Faithfully return all lines, omitting every embedded picture.

[Photo-based point labeling data]
■ ■ ■ ■ ■

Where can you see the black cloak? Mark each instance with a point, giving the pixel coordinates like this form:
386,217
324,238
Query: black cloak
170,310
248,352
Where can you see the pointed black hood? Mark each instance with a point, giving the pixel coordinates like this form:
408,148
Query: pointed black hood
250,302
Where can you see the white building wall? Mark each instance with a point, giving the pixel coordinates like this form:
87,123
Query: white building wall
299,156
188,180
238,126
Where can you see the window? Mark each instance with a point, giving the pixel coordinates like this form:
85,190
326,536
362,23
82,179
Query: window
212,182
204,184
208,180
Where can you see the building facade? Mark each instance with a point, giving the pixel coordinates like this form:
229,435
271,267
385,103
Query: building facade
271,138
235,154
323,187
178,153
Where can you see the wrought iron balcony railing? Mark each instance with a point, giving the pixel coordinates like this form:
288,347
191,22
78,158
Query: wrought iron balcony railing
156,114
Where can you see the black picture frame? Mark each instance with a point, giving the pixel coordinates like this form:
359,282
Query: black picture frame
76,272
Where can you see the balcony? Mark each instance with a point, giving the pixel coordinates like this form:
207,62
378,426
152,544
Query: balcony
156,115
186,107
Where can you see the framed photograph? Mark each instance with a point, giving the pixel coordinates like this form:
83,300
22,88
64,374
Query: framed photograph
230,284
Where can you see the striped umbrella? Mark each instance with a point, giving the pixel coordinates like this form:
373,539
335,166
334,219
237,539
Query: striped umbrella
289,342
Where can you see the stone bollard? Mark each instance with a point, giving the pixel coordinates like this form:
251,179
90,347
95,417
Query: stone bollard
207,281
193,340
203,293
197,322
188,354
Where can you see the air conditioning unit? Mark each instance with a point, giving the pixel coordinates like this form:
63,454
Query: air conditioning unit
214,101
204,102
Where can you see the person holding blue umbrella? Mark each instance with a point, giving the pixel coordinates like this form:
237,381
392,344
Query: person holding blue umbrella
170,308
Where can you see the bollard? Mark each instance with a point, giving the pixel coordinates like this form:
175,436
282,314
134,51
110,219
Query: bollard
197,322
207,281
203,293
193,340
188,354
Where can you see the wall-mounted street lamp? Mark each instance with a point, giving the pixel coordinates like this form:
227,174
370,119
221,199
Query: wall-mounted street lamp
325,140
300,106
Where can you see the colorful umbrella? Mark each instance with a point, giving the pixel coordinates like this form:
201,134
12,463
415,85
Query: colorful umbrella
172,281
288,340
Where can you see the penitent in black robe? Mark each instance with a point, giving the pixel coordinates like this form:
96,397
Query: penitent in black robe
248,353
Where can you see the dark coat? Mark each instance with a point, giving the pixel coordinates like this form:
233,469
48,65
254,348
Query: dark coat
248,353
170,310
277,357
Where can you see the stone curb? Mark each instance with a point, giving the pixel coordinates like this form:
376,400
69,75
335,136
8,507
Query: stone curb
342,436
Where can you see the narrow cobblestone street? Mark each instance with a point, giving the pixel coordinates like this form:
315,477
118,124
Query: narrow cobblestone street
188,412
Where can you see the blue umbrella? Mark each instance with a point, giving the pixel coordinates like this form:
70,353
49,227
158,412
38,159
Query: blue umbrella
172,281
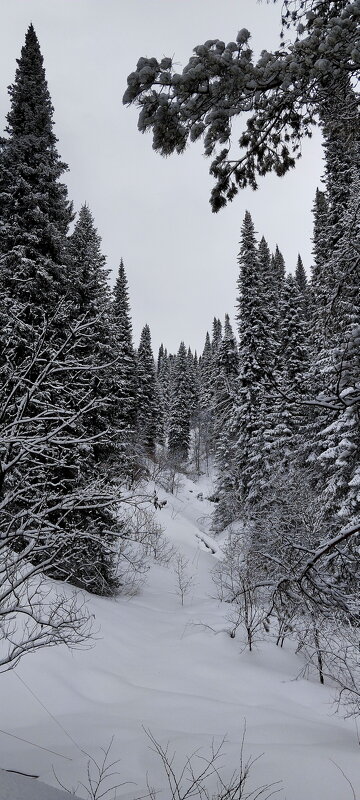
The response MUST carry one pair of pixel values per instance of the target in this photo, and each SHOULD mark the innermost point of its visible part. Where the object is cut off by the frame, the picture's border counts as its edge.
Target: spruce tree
(35, 211)
(300, 275)
(226, 430)
(41, 304)
(163, 378)
(206, 394)
(147, 394)
(180, 408)
(126, 396)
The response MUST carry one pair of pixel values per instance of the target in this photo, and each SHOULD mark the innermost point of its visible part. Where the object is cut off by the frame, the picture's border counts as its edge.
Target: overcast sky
(180, 258)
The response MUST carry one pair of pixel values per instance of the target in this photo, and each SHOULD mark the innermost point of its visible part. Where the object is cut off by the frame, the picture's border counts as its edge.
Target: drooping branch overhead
(283, 91)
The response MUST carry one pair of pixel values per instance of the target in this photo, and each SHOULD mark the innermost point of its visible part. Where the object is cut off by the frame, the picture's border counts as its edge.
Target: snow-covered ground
(173, 669)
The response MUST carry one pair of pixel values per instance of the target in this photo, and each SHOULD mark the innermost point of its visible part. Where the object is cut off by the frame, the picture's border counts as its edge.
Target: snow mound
(173, 669)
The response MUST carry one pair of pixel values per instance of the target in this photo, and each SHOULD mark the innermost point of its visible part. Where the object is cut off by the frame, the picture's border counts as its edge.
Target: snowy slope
(18, 787)
(174, 670)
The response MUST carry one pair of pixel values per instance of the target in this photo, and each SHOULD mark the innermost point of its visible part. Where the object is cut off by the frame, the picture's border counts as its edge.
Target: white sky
(180, 258)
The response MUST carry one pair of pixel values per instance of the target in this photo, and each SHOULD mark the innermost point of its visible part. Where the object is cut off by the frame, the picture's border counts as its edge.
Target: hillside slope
(174, 669)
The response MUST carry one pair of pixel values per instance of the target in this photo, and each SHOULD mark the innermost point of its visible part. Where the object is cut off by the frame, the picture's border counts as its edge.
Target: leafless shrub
(184, 579)
(201, 776)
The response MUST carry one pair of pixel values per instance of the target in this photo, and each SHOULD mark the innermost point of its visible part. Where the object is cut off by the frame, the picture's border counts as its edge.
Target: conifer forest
(220, 487)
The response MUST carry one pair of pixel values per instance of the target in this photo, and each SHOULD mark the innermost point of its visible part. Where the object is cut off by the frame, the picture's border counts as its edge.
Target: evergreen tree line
(77, 405)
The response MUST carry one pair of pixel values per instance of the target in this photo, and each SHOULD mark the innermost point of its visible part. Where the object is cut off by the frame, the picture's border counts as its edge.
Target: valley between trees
(103, 445)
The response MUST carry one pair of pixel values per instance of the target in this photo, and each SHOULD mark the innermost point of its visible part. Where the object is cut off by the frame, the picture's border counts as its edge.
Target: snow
(18, 787)
(173, 669)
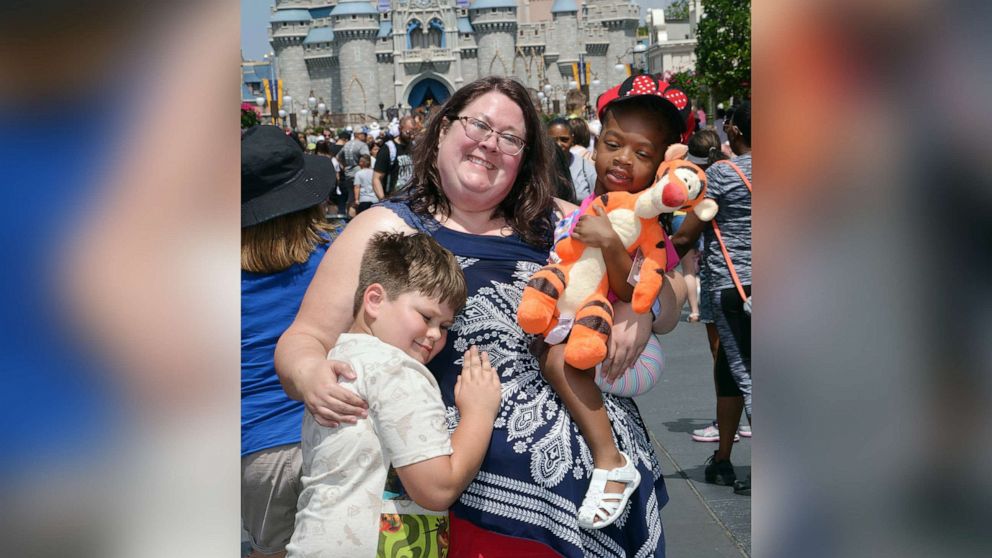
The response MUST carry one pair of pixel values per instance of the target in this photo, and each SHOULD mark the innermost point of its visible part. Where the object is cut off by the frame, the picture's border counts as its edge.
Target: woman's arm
(301, 354)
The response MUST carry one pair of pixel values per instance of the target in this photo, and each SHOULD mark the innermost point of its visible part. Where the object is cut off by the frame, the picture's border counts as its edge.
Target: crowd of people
(385, 374)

■ ■ ■ ■ ■

RESULT OF THIS EXERCISE:
Where can you see the black cloak? Mark each instance with a point, giving the pixel coordinates like this form:
386,217
324,238
Query: black cloak
170,310
248,352
Where can you see the pointed black hood? Mark each instance with a point, giving the pixel coordinates like this form:
408,148
Query: pointed black hood
250,302
Where can you see the white building wall? Mark each instance with a point, giving the pixel coordinates like this form:
87,123
Query: white building wall
299,156
188,180
238,126
Where can you see the window? Mark each instance with a point, giving the pixel coordinates like this form:
85,190
326,536
362,23
82,179
Query: window
212,182
204,184
208,180
Where can you see the building facade? Mark each instance with a point, giving the pixel coordinates like this form:
229,435
271,267
385,103
Query: building facade
271,138
235,154
323,187
178,153
Where can you see the wrought iron balcony railing? Mark each instance with a point, giving the pixel coordinates like this form:
288,347
191,22
78,158
Query: wrought iron balcony railing
156,114
Where can you see the black picture frame? Mark each instance with a point, giving the pixel coordinates like this form:
359,282
Query: black picture frame
76,272
Where can you see the balcony? Mark each instance with a point, giving the pixel coordinates like this form:
207,62
378,426
152,544
Query: balcony
156,115
186,107
Where can you see the framed photograph? Mark each instance with a point, giving the pixel coordinates like this form:
83,300
22,88
64,374
Query: framed photograph
230,284
Where can you see the striped umbrella? Mark each instance with a point, giving the pixel coordinates like this form:
373,539
335,166
334,219
237,539
Query: striped umbrella
289,342
Where can you see the stone bollard? Mark each instance with a point, giving the pixel coordinates like this form:
251,179
90,347
95,417
Query: stone bollard
207,281
193,340
203,293
197,322
188,354
Where can you see the air conditioning unit? Mark each instance with a point, giving the pixel coordinates like this form:
63,454
Query: air conditioning unit
214,101
204,102
Where can you see the person holding blue umbrella? Mark each instance with a point, giving the pixel coordinates like this form:
237,381
392,344
Query: person holding blue umbrella
170,308
Where can you see the bollard? Mark each instance with a point, giving the pixel coordinates like this form:
175,436
282,314
134,51
110,219
Query: bollard
197,322
207,281
203,293
193,340
188,354
Where can you see the wall-mounted street lamp? Mark each instance with a point, giving the pixel coordinates like this form:
227,174
370,119
221,199
Query: wall-mounted street lamp
325,140
300,106
Where can you see the colorful umbrella? Mark each instance with a point, giving the pixel coordinates like this form:
201,134
12,463
415,85
Query: colorful umbrella
172,281
288,340
Where can you see the penitent in black robe? Mark each instance with a point, giving the pixel coordinates like this form:
96,397
Query: penitent in black robe
248,353
Where can you see the dark coat? Mark each instance with a point, giving the pixel coordinates like this form:
233,469
48,65
254,348
Query: dark coat
248,353
170,310
277,357
Where can you see the stone curb? Mark each instance with a point, giving the pixel coordinates like this form:
376,400
69,75
335,136
8,507
Query: stone curb
342,436
Where can you see the narrow cobblestone street? Mark each instance with a point, giving the pixel coordinates like this form:
315,477
118,124
Query: narrow cobblestone street
188,412
Where can you see the blue umbrella? Mark each instance with a point, giving the pixel coordinates like this form:
70,353
49,227
158,412
38,159
Query: blue umbrella
172,281
The response MUST carry one pair of pixel values per instance of the target in this photo, and each SHOULD mark the innermost point of its visible part. Where the object is cut off by the frame, the picture's border counts as its edge.
Target: spruce tree
(35, 211)
(300, 275)
(226, 430)
(41, 304)
(163, 378)
(206, 394)
(147, 394)
(180, 408)
(126, 396)
The response MUST carry one pair of pixel values per instance of the target in this photo, and each SHOULD mark the innermost point of its visible part. Where the object is cut off by the frame, the picture's border counts as its edge.
Target: overcast sky
(180, 258)
The response MUST carry one pair of pixel values per instance of the target in this photo, and each SHOULD mark the innermost point of its visible part. Where the object is cut off by the frame, the picture's border counts as its edge.
Target: drooping branch overhead
(283, 91)
The response MUST carry one pair of pixel values per instance of the target in this photo, and each SHOULD mark the innermost point of its visible part. Where the object is cut off by the frame, the picture's border counts as its edge.
Target: snow-covered ground
(173, 669)
The response MUST carry one pair of pixel values per instance of the target in this photo, and each SHOULD mark the innermost point of its visible part. Where the object is cut off by the frame, the picture's border counts as its edge.
Target: snow mound
(173, 669)
The response MUST carry one pair of pixel values per instance of the target in this photo, and each SHOULD mark the innermost point of its visible part. Where the object is cut off by the frame, the picture's border counts as its edge.
Target: snowy slope
(18, 787)
(174, 670)
The response MUST carry one pair of pixel values per instance of the target in this photo, and each SHOULD mark the innermost point of its visible part. Where the object is cut off by the frame, the picture's border counts as its edge.
Target: white sky
(180, 258)
The response MUST carry one pair of pixel values per instance of the target in this photo, and each SHOULD mark the innermost point of its visible part. Where the object is cut off by the frame, the picture's border counts as its edge.
Target: hillside slope
(174, 669)
The response MUST carry one pair of pixel values per instance of the target in this photo, and each SHOULD mark the innermost point of its visible part. Where the object is cut off by the frame, the picture's border counts as its edge.
Target: leafless shrub
(184, 579)
(201, 776)
The response MUST carry one pair of pixel values per instance of the target in this photo, and each SHOULD mark the innermost point of its visible part. Where the object is cut off by the frame, the picture's border counts as its edge.
Target: conifer forest
(220, 487)
The response MUST carry one pair of pixel values per instance of the target in this photo, and each SHOULD mark the innermost point of its visible part. Where the object is cut off by the frame, the picture's border counts as its edge.
Target: evergreen tree line
(77, 405)
The response MUST carry one pair of pixel values per instance of the target in this photo, and each SHOULD mark the innermost point of its visible part. Where the object is cut off by the frame, the picture's border counts as its edge.
Target: valley between trees
(103, 445)
The response MUST carry one pair of pixel values per instance of the target in this photo, and each SHOULD mark the innermost point of its visible part. Where the object is cut off by the frame, the picture's border counts as its edge.
Target: snow
(18, 787)
(173, 669)
The response MUST carry one pair of pixel values per instance of the target in this photo, and each SHOULD mark the innermost point of its visible part. Where the object is cut off by the frame, the picture's border counts as its edge.
Target: woman's arm
(301, 354)
The response MUST carry one pair of pixel values per instance of the target in this photo, and each SHOULD mark the innermost point of its visible part. Where the object is cut off by the frame, the picture's border counts as its edge.
Target: crowd of people
(385, 374)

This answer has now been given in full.